## Extract
++++++++
Background: Symptomatic choledocholithiasis during pregnancy can be treated with ERCP, but fluoroscopy may pose a risk to the fetus. Nonradiation ERCP may be a safer form of treatment, but its performance has not been optimized.
Objectives: The purpose of this study was to evaluate new methods of nonradiation ERCP during pregnancy, including wire-guided cannulation techniques to achieve bile-duct access without the use of fluoroscopy, and the use of peroral choledochoscopy to confirm ductal clearance.
Study design: A retrospective review of consecutive ERCPs performed on pregnant women.
Setting: Urban referral hospital.
Patients: Pregnant women with symptomatic choledocholithiasis.
Interventions: All patients underwent therapeutic ERCP without any use of fluoroscopy. Endoscopist-controlled wire-guided cannulation was performed to achieve biliary access.
Main outcome measurements: The rate of successful biliary cannulation and short-term outcomes.
++++++++
## Recorded information

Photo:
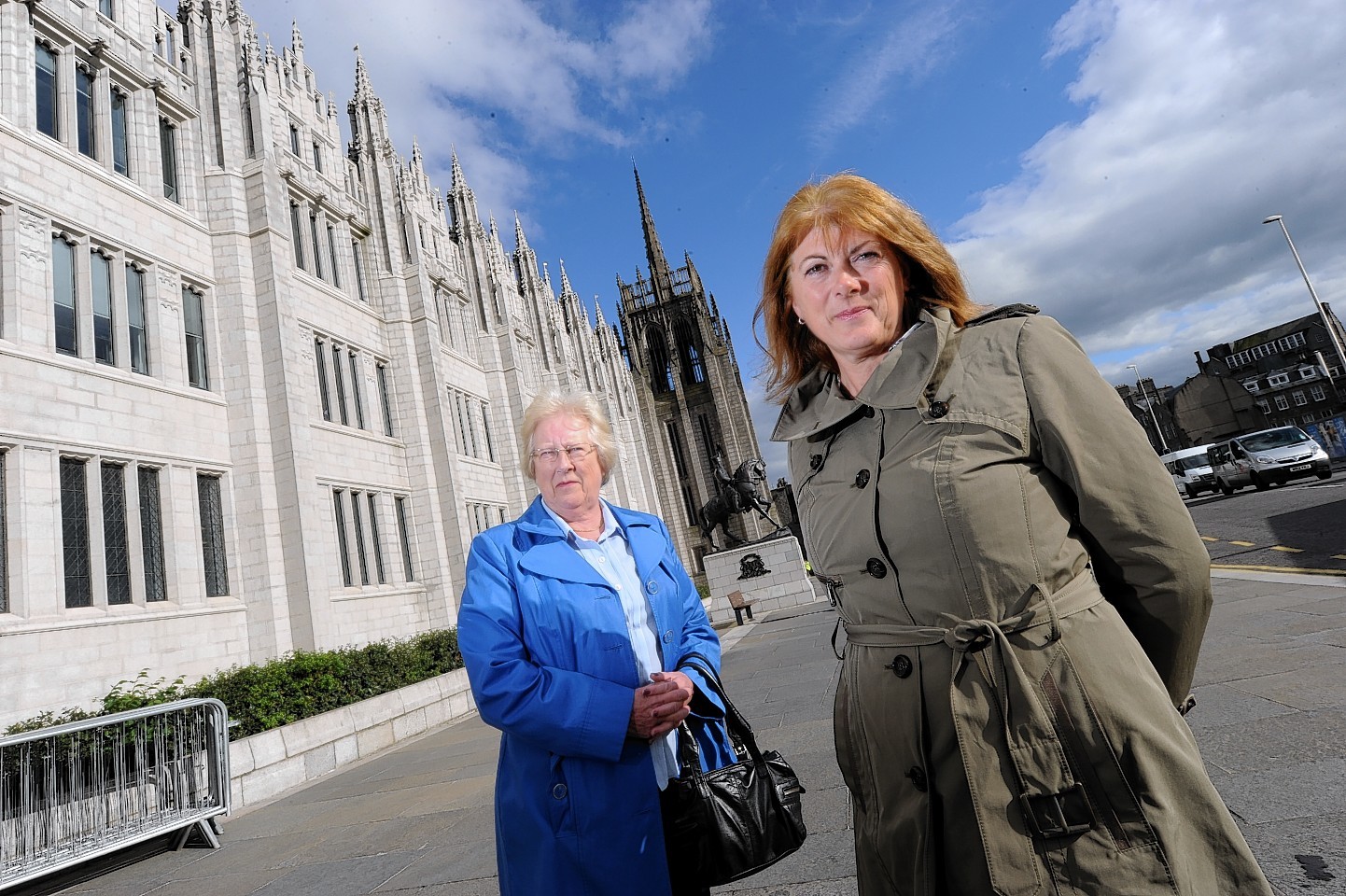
++++++++
## Set of tasks
a. According to the abstract on ERCP during pregnancy, how was biliary access achieved?
b. Continue the abstract on ERCP during pregnancy after its final sentence.

## Expected outputs
a. By endoscopist-controlled wire-guided cannulation.

b.
Limitations: ERCP procedures were performed by a single endoscopist.
Results: Successful bile-duct cannulation with sphincterotomy and the removal of biliary stones or sludge was performed without fluoroscopy in 21 pregnant women. There was one case of mild post-ERCP pancreatitis. Choledochoscopy confirmed ductal clearance in 5 cases.
Conclusions: Nonradiation ERCP is a safe and effective treatment for symptomatic choledocholithiasis during pregnancy. Wire-guided biliary cannulation and choledochoscopy may enhance the performance of ERCP in this setting.